As the economy improves, rents in downtown areas are continuing to go up, and some retailers struggle with paying higher rents, Ciura said.
“If you don’t make a concerted effort to retain your retail, a city could have a tendency to have much more office or service like hair salons,” and decreased foot traffic downtown, she said.
Among those participating in the county-led retail effort are Berkley, Farmington, Ferndale, Franklin, Holly, Lake Orion, Pontiac, Rochester and Royal Oak.
Those downtowns are in the midst of or have completed things like streetscaping, facade and signage improvements and public space upgrades such as parks and trails, Bry said. They are actively marketing through window displays and promoting downtown events through social media. Those things tend to make them more attractive to retailers.
Some of the municipalities aren’t sure where to look for potential new retailers or even what information retailers might want to hear, he said. The county is compiling information, largely from U.S. Census data, on things like population and income levels, household size and median incomes, along with other notable numbers such as the size of the crowds annual festivals and downtown anchors attract. And it’s connecting municipalities to retailers and developers through Ciura.
Community leaders, business and property owners of the 13 Oakland County downtowns say they and the residents they talk to want a mix of niche, national retail with independent retailers and mom-and-pop stores in their downtowns, Bry said.

--------

> REQUIRED WORK
a: Please reproduce the downtown retail passage word for word, between "Among those participating" and "attractive to retailers.", inclusive.
b: Answer these questions from the downtown retail passage:
(i) What kind of service business is given as an example of what a city could have much more of?
(ii) What source does the county largely use for the information it is compiling?
(iii) How many Oakland County downtowns do the community leaders, business owners and property owners represent?

--------

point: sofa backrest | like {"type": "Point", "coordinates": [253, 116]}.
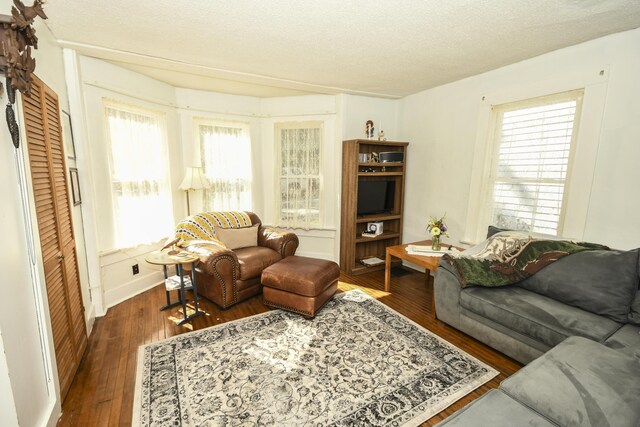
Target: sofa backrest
{"type": "Point", "coordinates": [202, 226]}
{"type": "Point", "coordinates": [602, 282]}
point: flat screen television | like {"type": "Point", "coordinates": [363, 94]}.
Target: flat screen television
{"type": "Point", "coordinates": [375, 196]}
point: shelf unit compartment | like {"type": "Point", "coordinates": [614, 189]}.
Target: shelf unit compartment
{"type": "Point", "coordinates": [353, 246]}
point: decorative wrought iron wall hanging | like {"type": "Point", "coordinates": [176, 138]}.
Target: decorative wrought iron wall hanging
{"type": "Point", "coordinates": [17, 35]}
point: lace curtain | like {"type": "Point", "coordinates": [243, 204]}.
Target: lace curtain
{"type": "Point", "coordinates": [226, 157]}
{"type": "Point", "coordinates": [299, 201]}
{"type": "Point", "coordinates": [143, 211]}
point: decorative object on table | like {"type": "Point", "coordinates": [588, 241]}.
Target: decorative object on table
{"type": "Point", "coordinates": [75, 186]}
{"type": "Point", "coordinates": [371, 261]}
{"type": "Point", "coordinates": [427, 250]}
{"type": "Point", "coordinates": [180, 282]}
{"type": "Point", "coordinates": [194, 179]}
{"type": "Point", "coordinates": [373, 229]}
{"type": "Point", "coordinates": [391, 157]}
{"type": "Point", "coordinates": [363, 157]}
{"type": "Point", "coordinates": [369, 130]}
{"type": "Point", "coordinates": [437, 228]}
{"type": "Point", "coordinates": [278, 368]}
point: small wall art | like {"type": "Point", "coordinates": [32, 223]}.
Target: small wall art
{"type": "Point", "coordinates": [75, 186]}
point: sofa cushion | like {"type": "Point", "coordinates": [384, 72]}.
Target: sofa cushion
{"type": "Point", "coordinates": [580, 383]}
{"type": "Point", "coordinates": [602, 282]}
{"type": "Point", "coordinates": [626, 340]}
{"type": "Point", "coordinates": [236, 238]}
{"type": "Point", "coordinates": [255, 259]}
{"type": "Point", "coordinates": [495, 409]}
{"type": "Point", "coordinates": [634, 314]}
{"type": "Point", "coordinates": [535, 316]}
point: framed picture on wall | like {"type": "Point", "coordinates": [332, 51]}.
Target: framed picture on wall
{"type": "Point", "coordinates": [67, 135]}
{"type": "Point", "coordinates": [75, 186]}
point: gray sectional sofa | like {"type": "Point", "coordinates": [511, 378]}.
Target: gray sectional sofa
{"type": "Point", "coordinates": [577, 319]}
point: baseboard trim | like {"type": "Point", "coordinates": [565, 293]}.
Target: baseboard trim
{"type": "Point", "coordinates": [130, 289]}
{"type": "Point", "coordinates": [55, 412]}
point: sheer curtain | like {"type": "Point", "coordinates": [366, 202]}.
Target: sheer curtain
{"type": "Point", "coordinates": [300, 179]}
{"type": "Point", "coordinates": [226, 158]}
{"type": "Point", "coordinates": [143, 211]}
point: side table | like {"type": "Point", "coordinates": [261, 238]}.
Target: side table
{"type": "Point", "coordinates": [179, 259]}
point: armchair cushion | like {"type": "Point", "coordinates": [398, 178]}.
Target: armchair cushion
{"type": "Point", "coordinates": [283, 242]}
{"type": "Point", "coordinates": [203, 226]}
{"type": "Point", "coordinates": [235, 238]}
{"type": "Point", "coordinates": [228, 275]}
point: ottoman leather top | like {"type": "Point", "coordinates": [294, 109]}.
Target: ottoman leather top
{"type": "Point", "coordinates": [301, 275]}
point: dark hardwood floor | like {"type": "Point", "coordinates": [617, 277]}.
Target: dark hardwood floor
{"type": "Point", "coordinates": [102, 391]}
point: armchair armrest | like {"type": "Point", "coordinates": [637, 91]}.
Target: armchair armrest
{"type": "Point", "coordinates": [284, 242]}
{"type": "Point", "coordinates": [215, 260]}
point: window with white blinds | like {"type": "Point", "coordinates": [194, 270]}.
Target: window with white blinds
{"type": "Point", "coordinates": [299, 152]}
{"type": "Point", "coordinates": [225, 149]}
{"type": "Point", "coordinates": [534, 140]}
{"type": "Point", "coordinates": [141, 195]}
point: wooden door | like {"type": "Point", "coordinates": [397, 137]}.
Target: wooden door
{"type": "Point", "coordinates": [53, 211]}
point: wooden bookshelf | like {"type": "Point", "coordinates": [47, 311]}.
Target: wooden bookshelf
{"type": "Point", "coordinates": [353, 246]}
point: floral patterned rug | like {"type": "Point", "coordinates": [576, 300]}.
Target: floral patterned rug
{"type": "Point", "coordinates": [357, 363]}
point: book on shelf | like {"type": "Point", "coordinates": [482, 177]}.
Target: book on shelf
{"type": "Point", "coordinates": [173, 283]}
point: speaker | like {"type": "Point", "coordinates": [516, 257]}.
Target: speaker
{"type": "Point", "coordinates": [392, 157]}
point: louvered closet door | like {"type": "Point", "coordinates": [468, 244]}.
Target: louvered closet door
{"type": "Point", "coordinates": [48, 173]}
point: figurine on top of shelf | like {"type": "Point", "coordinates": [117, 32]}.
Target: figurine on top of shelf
{"type": "Point", "coordinates": [369, 129]}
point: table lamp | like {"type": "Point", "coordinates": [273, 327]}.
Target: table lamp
{"type": "Point", "coordinates": [194, 179]}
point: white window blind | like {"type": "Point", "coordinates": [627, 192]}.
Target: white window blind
{"type": "Point", "coordinates": [535, 139]}
{"type": "Point", "coordinates": [299, 177]}
{"type": "Point", "coordinates": [143, 211]}
{"type": "Point", "coordinates": [226, 157]}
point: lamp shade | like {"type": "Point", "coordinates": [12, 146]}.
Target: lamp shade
{"type": "Point", "coordinates": [194, 179]}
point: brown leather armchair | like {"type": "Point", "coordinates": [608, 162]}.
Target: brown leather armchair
{"type": "Point", "coordinates": [227, 276]}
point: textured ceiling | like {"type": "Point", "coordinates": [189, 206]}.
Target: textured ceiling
{"type": "Point", "coordinates": [280, 47]}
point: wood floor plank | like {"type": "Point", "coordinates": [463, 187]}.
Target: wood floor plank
{"type": "Point", "coordinates": [103, 389]}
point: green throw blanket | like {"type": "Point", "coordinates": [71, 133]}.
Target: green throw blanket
{"type": "Point", "coordinates": [510, 257]}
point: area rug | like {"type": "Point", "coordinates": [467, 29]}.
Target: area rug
{"type": "Point", "coordinates": [357, 363]}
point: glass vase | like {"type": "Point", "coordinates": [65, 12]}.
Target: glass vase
{"type": "Point", "coordinates": [435, 243]}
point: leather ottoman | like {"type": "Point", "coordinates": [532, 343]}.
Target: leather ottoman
{"type": "Point", "coordinates": [300, 284]}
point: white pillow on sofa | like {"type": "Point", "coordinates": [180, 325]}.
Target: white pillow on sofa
{"type": "Point", "coordinates": [236, 238]}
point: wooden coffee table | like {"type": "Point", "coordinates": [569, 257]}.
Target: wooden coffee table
{"type": "Point", "coordinates": [428, 262]}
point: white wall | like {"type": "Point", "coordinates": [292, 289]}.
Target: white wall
{"type": "Point", "coordinates": [318, 243]}
{"type": "Point", "coordinates": [447, 123]}
{"type": "Point", "coordinates": [358, 109]}
{"type": "Point", "coordinates": [28, 378]}
{"type": "Point", "coordinates": [95, 81]}
{"type": "Point", "coordinates": [195, 104]}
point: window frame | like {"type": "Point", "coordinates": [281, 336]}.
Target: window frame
{"type": "Point", "coordinates": [198, 122]}
{"type": "Point", "coordinates": [304, 124]}
{"type": "Point", "coordinates": [164, 185]}
{"type": "Point", "coordinates": [494, 144]}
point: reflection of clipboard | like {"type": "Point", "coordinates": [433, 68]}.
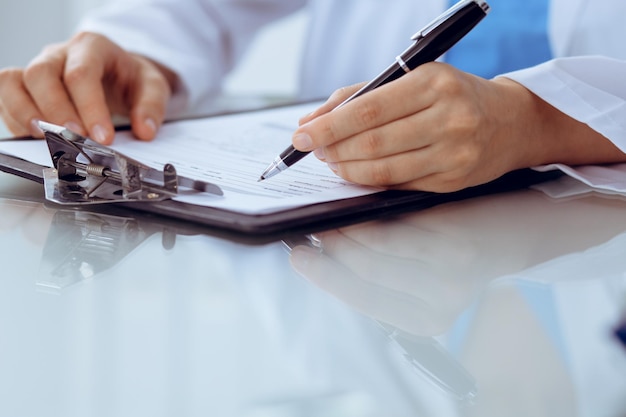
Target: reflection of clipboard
{"type": "Point", "coordinates": [153, 192]}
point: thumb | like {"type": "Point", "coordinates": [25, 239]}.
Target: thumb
{"type": "Point", "coordinates": [152, 92]}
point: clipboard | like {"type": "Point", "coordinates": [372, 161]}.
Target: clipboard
{"type": "Point", "coordinates": [299, 220]}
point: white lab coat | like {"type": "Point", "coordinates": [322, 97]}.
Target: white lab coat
{"type": "Point", "coordinates": [349, 41]}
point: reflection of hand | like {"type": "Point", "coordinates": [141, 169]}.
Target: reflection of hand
{"type": "Point", "coordinates": [31, 218]}
{"type": "Point", "coordinates": [440, 129]}
{"type": "Point", "coordinates": [420, 271]}
{"type": "Point", "coordinates": [393, 290]}
{"type": "Point", "coordinates": [79, 83]}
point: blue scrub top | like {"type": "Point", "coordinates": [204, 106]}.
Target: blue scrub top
{"type": "Point", "coordinates": [514, 35]}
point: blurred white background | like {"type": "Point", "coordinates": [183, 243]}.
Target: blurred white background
{"type": "Point", "coordinates": [27, 25]}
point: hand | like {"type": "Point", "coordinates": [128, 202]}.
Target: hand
{"type": "Point", "coordinates": [440, 129]}
{"type": "Point", "coordinates": [79, 84]}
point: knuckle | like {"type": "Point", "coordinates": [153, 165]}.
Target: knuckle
{"type": "Point", "coordinates": [381, 173]}
{"type": "Point", "coordinates": [10, 76]}
{"type": "Point", "coordinates": [465, 158]}
{"type": "Point", "coordinates": [373, 144]}
{"type": "Point", "coordinates": [76, 74]}
{"type": "Point", "coordinates": [446, 81]}
{"type": "Point", "coordinates": [368, 113]}
{"type": "Point", "coordinates": [35, 71]}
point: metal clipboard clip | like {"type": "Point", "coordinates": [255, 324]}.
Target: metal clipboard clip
{"type": "Point", "coordinates": [85, 172]}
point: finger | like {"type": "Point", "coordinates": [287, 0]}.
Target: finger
{"type": "Point", "coordinates": [403, 135]}
{"type": "Point", "coordinates": [335, 99]}
{"type": "Point", "coordinates": [17, 108]}
{"type": "Point", "coordinates": [373, 109]}
{"type": "Point", "coordinates": [149, 101]}
{"type": "Point", "coordinates": [89, 57]}
{"type": "Point", "coordinates": [43, 80]}
{"type": "Point", "coordinates": [390, 171]}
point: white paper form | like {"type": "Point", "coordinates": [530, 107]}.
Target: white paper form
{"type": "Point", "coordinates": [231, 151]}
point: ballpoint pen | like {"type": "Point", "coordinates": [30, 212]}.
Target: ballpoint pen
{"type": "Point", "coordinates": [429, 44]}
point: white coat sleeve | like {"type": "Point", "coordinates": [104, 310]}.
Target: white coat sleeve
{"type": "Point", "coordinates": [200, 40]}
{"type": "Point", "coordinates": [592, 90]}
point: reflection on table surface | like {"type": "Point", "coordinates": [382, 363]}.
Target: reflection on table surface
{"type": "Point", "coordinates": [503, 305]}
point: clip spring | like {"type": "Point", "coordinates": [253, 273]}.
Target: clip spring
{"type": "Point", "coordinates": [88, 173]}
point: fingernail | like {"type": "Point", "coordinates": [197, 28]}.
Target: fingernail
{"type": "Point", "coordinates": [306, 117]}
{"type": "Point", "coordinates": [151, 124]}
{"type": "Point", "coordinates": [35, 130]}
{"type": "Point", "coordinates": [320, 154]}
{"type": "Point", "coordinates": [99, 134]}
{"type": "Point", "coordinates": [302, 141]}
{"type": "Point", "coordinates": [74, 127]}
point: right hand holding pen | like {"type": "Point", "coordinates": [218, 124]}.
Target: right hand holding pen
{"type": "Point", "coordinates": [79, 84]}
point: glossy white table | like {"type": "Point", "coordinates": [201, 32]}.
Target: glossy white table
{"type": "Point", "coordinates": [499, 306]}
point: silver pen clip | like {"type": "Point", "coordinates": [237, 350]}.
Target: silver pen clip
{"type": "Point", "coordinates": [446, 15]}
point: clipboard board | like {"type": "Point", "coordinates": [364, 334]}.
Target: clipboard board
{"type": "Point", "coordinates": [298, 220]}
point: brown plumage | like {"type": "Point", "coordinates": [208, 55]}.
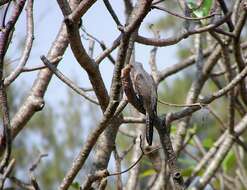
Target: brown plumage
{"type": "Point", "coordinates": [146, 90]}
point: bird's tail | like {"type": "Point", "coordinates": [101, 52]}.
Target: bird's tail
{"type": "Point", "coordinates": [149, 128]}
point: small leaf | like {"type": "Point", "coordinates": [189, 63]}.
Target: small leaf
{"type": "Point", "coordinates": [229, 161]}
{"type": "Point", "coordinates": [187, 172]}
{"type": "Point", "coordinates": [207, 143]}
{"type": "Point", "coordinates": [147, 173]}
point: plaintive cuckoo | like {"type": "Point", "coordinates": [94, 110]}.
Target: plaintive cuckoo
{"type": "Point", "coordinates": [146, 91]}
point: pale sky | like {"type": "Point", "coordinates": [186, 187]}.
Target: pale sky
{"type": "Point", "coordinates": [97, 21]}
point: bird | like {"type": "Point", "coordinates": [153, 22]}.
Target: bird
{"type": "Point", "coordinates": [146, 91]}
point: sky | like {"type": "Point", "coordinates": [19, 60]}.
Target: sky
{"type": "Point", "coordinates": [98, 22]}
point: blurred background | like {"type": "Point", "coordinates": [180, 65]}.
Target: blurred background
{"type": "Point", "coordinates": [61, 128]}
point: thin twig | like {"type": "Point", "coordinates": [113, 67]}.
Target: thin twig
{"type": "Point", "coordinates": [66, 80]}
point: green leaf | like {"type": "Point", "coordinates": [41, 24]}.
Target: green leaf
{"type": "Point", "coordinates": [200, 10]}
{"type": "Point", "coordinates": [229, 161]}
{"type": "Point", "coordinates": [187, 172]}
{"type": "Point", "coordinates": [208, 142]}
{"type": "Point", "coordinates": [147, 173]}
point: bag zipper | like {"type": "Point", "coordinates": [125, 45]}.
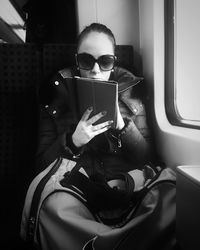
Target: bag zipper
{"type": "Point", "coordinates": [36, 200]}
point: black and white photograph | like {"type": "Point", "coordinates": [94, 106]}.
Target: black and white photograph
{"type": "Point", "coordinates": [100, 124]}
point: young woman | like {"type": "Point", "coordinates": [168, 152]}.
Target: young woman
{"type": "Point", "coordinates": [112, 159]}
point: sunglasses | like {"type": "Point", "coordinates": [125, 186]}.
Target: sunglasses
{"type": "Point", "coordinates": [86, 61]}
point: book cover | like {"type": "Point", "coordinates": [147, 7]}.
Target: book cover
{"type": "Point", "coordinates": [101, 95]}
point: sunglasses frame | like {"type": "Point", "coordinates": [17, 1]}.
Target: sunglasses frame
{"type": "Point", "coordinates": [95, 61]}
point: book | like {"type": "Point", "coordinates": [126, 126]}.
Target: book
{"type": "Point", "coordinates": [86, 92]}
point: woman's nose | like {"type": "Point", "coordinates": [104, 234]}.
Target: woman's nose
{"type": "Point", "coordinates": [96, 68]}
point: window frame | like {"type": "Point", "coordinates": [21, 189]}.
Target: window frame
{"type": "Point", "coordinates": [171, 109]}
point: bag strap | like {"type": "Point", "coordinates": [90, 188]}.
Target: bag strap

--------

> EXERCISE SOLUTIONS
a:
Among those participating in the county-led retail effort are Berkley, Farmington, Ferndale, Franklin, Holly, Lake Orion, Pontiac, Rochester and Royal Oak.
Those downtowns are in the midst of or have completed things like streetscaping, facade and signage improvements and public space upgrades such as parks and trails, Bry said. They are actively marketing through window displays and promoting downtown events through social media. Those things tend to make them more attractive to retailers.

b:
(i) Hair salons
(ii) U.S. Census data
(iii) 13